━━━━━ Excerpted records ━━━━━

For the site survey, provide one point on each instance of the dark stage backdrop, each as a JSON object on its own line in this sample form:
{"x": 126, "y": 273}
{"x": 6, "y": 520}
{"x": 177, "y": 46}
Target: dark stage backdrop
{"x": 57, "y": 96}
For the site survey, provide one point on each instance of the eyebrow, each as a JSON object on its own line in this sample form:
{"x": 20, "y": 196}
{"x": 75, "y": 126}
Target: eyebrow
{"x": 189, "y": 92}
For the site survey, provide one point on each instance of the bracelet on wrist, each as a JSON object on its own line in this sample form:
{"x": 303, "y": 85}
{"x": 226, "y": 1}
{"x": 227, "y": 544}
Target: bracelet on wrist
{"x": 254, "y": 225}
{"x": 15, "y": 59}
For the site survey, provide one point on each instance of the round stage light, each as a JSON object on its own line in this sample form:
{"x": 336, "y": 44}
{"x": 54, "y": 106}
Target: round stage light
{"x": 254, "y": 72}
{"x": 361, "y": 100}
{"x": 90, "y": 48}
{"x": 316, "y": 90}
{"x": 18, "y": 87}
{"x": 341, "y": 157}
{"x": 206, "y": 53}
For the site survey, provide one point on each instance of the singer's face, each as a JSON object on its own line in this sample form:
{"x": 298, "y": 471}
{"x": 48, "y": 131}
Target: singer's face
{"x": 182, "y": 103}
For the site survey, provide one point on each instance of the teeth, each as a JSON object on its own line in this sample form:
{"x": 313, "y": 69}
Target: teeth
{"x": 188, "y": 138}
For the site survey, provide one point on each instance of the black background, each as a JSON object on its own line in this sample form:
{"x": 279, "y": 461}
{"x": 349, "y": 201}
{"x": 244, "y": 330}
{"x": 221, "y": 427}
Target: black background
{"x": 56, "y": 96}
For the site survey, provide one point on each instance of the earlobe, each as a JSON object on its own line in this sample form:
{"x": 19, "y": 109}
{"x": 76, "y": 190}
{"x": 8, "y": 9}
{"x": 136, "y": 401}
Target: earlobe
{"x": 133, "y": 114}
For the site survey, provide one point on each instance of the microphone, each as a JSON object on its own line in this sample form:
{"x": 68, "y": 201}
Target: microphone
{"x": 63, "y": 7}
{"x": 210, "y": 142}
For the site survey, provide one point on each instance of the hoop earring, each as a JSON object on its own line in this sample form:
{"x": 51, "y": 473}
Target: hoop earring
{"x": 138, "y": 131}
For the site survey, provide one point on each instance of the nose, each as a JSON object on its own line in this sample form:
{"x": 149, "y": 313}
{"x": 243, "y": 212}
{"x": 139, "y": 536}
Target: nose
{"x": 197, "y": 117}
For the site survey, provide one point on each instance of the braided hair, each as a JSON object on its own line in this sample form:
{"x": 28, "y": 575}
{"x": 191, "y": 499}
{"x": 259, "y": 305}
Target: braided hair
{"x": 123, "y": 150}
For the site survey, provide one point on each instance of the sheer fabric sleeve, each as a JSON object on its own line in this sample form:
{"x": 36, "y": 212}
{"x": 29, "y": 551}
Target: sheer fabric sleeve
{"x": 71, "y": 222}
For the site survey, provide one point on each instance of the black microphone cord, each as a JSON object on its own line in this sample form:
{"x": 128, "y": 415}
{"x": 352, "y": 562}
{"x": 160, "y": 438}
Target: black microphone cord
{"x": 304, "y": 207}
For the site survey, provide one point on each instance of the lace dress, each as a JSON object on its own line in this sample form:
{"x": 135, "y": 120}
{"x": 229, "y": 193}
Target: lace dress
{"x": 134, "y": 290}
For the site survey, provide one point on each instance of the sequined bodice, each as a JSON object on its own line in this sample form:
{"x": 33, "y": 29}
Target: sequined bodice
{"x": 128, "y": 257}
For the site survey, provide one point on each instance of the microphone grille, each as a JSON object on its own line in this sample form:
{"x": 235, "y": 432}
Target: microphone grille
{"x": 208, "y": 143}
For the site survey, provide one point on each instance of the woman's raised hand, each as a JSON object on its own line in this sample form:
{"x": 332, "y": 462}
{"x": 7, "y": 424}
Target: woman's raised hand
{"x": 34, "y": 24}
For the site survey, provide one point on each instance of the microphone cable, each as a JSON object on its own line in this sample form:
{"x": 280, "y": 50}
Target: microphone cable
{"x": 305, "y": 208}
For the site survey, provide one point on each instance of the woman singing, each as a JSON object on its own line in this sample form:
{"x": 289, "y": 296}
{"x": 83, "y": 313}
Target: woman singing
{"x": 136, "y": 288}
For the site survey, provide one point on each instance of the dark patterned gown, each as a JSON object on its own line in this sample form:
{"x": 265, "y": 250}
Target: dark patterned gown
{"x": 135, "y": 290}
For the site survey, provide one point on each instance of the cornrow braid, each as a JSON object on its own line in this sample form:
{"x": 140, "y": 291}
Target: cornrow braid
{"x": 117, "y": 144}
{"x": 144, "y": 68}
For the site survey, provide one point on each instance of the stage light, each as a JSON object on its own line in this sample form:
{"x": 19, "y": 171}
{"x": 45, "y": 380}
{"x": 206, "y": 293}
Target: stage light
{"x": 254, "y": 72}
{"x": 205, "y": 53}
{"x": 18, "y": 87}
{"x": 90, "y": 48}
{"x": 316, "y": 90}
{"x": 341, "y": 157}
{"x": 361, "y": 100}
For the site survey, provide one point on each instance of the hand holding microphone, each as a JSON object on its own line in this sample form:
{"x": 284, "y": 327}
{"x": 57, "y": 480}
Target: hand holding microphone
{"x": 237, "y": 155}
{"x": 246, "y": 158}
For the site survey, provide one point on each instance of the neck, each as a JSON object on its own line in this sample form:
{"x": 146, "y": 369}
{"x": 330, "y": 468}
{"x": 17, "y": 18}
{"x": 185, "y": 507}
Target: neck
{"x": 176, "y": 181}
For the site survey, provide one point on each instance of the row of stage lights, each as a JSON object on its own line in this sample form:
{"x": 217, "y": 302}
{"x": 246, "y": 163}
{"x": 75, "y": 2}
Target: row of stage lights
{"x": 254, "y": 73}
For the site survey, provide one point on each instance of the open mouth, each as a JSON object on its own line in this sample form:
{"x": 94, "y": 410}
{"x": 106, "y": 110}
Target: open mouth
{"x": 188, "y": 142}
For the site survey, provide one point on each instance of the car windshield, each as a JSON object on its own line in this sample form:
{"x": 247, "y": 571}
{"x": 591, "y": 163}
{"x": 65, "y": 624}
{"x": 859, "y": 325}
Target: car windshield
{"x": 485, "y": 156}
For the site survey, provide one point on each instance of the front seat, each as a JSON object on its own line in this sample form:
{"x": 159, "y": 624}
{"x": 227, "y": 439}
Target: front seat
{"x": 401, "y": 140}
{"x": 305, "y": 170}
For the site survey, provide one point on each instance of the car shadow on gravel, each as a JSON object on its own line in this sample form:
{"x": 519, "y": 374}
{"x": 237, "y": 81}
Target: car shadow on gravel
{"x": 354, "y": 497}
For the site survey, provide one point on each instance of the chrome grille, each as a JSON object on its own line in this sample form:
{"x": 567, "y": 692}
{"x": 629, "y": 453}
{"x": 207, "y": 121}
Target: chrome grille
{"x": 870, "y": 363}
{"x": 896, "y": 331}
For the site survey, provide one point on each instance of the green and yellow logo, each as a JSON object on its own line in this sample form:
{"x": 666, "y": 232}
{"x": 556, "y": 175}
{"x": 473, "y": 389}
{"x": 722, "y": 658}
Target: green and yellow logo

━━━━━

Search the entries for the word "green", then gather every line that has it.

■ Task response ■
For the site survey, provide one point on each instance of the green and yellow logo, each as a JSON object on its own line in this sample form:
Target: green and yellow logo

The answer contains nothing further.